(PASSAGE TO READ)


    These are as detectable as anything else. You can call Cody Wilson a lot of things, but “stupid” isn’t one of them. He knows the “undetectable firearms act” and put enough metal in the thing so that it complies.

    And nobody presses a button and gets a usable gun out of a printer. Not with the files I downloaded.

    1. Is it even possible to make a truly undetectable firearm? What are you going to use as a firing pin? Would plastic even work? Would the gun in general work?

      I’ve seen a lot of frothing, ignorant rage, but this time from gun owners, decrying the NRA for supporting the ban of “undetectable guns”. NRA hating gun owners have decided this means the NRA wants to ban 3D printed guns, but that’s incorrect.

      To me it seems a bit like if the NRA came out and said “we support the ban on hunting Bigfoot”. Sure, I support a ban on undetectable guns, because as best as I can tell, they don’t even exist.

      1. For one thing, you’d need caseless ammo. Possibly you could fire it electrically rather than by firing pin, but if you need a firing pin, ceramics should do. I wonder if the same could be done for the projectile. That still leaves the bullet. I’ve been wondering if something like tungsten carbide would work: ceramic so non-conductive (I think) but pretty heavy. Also hard, which is useful for certain types of targets.
        For the “undetectable” bit, the question is “by what sensor”? Magnetometers wouldn’t pick up plastic/ceramic items, but X-ray machines certainly would. Organic nitrogen compound sensors would detect propellants, unless you switch to exotics that don’t have nitrogen (I know there are explosives of that description; are any of them suitable as propellants?).

        Meanwhile, on the subject of NRA supporting a ban on “undetectable guns”, I don’t see why the fact that those things currently don’t exist is at all relevant. The NRA is flat wrong here. Undetectable guns are just as much protected by the 2nd Amendment as a hunting rifle or a 1911 pistol. What part of “slippery slope” do they STILL not understand?

        1. If I worked for the NRA, in the interest of politics, I’d say “Wayne, endorse the ban on 3D printed guns, those things don’t exist anyway.”

          You’re not wrong in the sense that if they did exist, restricting them would be an infringement, but supporting a ban on a non-existent item is an easy political win for the NRA. If someone actually comes up with one, perhaps the NRA could revisit their position, and likely would. It wouldn’t be the first time.

          Though I suppose if the NRA came out and said “We support a ban on Star Wars blasters” people would get up in arms about that as well, as they should also be protected under the second amendment. Even if they are completely fictional.

          1. Supporting a ban on 3d printing guns causes all kinds of problems in developing technology.

            It cuts off the possibility of developing additive manufacturing to make firearms, and it harms the development of normal firearms, because lots of manufacturers use 3d printers to make prototype parts for doing things like checking fit.

Image point grounding data
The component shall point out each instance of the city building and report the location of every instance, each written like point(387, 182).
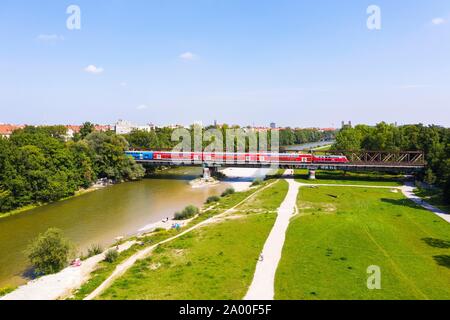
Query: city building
point(125, 127)
point(7, 129)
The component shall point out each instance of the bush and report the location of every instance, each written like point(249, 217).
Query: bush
point(187, 213)
point(50, 252)
point(212, 199)
point(94, 250)
point(257, 182)
point(228, 192)
point(111, 255)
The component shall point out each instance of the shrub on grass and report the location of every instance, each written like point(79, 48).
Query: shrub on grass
point(187, 213)
point(228, 192)
point(111, 255)
point(212, 199)
point(50, 252)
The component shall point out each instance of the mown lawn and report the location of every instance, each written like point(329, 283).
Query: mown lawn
point(353, 178)
point(340, 232)
point(214, 262)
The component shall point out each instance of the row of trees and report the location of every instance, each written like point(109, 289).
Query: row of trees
point(161, 139)
point(38, 165)
point(433, 140)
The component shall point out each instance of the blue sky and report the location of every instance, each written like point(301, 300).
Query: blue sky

(PROMPT 1)
In the comment thread about undetectable guns, why does the final commenter say a ban on 3D printing guns would harm the development of normal firearms?
(PROMPT 2)
Copy a section of the comment thread about undetectable guns word for word, beginning at the words "1. If I worked" and stopping after "are completely fictional.".

(PROBLEM SOLUTION 1)
Many manufacturers use 3D printers to make prototype parts for things like checking fit, so a ban would hinder that work.

(PROBLEM SOLUTION 2)
1. If I worked for the NRA, in the interest of politics, I’d say “Wayne, endorse the ban on 3D printed guns, those things don’t exist anyway.”

          You’re not wrong in the sense that if they did exist, restricting them would be an infringement, but supporting a ban on a non-existent item is an easy political win for the NRA. If someone actually comes up with one, perhaps the NRA could revisit their position, and likely would. It wouldn’t be the first time.

          Though I suppose if the NRA came out and said “We support a ban on Star Wars blasters” people would get up in arms about that as well, as they should also be protected under the second amendment. Even if they are completely fictional.